*What to produce*.
Arrange the rows below as a JSON list of strings, one string per line with blank lines left out, from the first line up to and including the line containing "Target: boom microphone".

*Material*.
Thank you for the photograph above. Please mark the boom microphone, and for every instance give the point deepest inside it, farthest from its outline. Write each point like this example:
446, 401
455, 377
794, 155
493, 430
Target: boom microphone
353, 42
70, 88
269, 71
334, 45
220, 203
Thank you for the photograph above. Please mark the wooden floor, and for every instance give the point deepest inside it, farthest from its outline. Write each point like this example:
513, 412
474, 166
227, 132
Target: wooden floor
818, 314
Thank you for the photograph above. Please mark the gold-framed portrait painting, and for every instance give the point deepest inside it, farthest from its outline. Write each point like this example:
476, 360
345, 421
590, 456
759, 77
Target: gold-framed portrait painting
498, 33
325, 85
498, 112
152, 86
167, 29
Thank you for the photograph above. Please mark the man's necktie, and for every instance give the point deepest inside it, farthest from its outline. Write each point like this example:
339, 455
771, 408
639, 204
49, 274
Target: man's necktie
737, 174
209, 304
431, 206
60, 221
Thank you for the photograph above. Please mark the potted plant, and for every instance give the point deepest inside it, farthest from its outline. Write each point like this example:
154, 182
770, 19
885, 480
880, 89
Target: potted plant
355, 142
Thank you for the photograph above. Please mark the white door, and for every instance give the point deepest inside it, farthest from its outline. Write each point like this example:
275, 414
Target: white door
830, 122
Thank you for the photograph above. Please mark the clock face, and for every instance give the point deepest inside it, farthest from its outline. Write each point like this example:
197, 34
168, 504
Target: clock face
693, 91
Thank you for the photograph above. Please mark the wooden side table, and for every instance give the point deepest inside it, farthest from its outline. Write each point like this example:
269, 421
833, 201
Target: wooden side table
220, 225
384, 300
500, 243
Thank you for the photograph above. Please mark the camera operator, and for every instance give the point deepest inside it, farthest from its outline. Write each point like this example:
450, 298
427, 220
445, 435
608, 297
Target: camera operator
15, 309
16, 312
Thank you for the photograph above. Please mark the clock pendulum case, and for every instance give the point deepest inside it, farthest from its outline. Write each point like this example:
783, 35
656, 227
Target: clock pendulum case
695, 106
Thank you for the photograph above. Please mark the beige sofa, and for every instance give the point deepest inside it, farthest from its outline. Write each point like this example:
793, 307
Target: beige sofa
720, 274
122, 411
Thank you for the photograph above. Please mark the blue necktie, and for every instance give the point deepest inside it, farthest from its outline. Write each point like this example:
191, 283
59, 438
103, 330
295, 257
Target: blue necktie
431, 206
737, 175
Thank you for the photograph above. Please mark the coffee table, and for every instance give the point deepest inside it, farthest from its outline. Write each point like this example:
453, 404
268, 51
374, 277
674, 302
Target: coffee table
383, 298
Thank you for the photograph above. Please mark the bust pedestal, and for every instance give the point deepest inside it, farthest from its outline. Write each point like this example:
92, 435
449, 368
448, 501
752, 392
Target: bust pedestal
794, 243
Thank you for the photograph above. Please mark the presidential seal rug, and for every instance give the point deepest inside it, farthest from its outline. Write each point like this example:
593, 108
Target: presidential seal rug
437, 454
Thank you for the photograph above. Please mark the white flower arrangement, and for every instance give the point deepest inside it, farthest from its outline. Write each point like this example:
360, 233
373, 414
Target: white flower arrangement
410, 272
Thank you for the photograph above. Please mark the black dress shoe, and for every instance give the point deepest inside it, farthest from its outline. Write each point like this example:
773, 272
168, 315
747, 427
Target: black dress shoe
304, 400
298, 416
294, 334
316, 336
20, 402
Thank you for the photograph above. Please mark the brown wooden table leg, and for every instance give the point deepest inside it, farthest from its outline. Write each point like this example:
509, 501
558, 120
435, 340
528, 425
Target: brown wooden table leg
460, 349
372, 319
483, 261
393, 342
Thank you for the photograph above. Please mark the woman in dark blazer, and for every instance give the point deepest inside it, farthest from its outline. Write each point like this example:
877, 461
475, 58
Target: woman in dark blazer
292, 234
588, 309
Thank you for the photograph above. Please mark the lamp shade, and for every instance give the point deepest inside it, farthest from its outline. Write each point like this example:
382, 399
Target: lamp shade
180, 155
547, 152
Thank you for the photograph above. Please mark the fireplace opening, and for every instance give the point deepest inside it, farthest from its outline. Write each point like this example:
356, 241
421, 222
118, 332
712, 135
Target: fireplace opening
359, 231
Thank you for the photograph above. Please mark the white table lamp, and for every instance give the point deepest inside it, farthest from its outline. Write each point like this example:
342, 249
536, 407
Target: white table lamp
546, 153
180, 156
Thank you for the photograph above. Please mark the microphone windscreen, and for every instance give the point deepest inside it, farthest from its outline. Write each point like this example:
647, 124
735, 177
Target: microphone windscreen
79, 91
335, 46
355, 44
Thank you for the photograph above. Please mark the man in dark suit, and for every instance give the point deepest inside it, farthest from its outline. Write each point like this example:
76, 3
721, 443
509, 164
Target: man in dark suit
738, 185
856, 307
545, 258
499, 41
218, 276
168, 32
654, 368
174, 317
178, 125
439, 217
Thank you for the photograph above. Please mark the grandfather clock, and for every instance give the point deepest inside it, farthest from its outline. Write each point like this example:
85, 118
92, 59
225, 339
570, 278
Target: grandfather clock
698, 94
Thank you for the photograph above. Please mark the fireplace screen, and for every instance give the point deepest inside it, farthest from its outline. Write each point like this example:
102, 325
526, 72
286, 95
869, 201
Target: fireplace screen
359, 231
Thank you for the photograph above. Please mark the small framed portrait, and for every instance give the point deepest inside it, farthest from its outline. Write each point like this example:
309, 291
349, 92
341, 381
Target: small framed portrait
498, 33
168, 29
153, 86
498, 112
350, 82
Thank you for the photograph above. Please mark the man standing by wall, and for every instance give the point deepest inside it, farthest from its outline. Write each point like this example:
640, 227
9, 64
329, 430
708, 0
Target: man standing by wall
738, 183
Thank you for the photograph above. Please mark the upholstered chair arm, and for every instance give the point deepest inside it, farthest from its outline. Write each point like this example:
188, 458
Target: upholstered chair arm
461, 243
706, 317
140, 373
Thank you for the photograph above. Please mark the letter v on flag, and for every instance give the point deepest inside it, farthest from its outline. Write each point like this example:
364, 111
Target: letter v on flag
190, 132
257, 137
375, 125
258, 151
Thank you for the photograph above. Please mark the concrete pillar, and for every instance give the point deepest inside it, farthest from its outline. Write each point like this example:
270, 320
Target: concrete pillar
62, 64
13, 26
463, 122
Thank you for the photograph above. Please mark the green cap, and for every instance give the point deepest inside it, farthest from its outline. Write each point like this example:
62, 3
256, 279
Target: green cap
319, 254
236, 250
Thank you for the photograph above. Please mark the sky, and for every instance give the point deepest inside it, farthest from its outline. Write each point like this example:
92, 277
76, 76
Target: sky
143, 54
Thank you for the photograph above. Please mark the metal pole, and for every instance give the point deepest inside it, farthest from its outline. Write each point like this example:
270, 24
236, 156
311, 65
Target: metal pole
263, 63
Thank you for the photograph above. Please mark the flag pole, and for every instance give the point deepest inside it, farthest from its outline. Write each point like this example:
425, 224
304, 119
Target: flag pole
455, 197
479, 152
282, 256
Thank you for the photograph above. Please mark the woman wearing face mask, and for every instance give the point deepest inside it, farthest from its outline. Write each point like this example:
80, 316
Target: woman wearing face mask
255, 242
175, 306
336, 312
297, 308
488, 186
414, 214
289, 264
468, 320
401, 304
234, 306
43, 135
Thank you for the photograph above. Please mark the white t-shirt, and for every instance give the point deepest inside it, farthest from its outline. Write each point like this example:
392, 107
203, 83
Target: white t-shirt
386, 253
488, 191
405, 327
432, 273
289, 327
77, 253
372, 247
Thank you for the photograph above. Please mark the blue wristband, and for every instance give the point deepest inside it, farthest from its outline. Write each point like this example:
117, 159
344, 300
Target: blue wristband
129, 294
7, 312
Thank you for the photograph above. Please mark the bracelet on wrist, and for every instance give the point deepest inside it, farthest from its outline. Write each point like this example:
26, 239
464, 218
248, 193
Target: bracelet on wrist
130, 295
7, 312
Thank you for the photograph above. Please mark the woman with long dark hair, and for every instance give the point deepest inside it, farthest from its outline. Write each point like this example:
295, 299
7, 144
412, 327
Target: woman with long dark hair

*Solution for this task*.
[
  "Thank you for the photograph above. Please mark the boom microphone, and for every instance give the point deepest inside it, farthest from its outline. Write each point like this example:",
  "446, 401",
  "455, 377",
  "794, 155",
  "493, 430",
  "Target: boom microphone"
]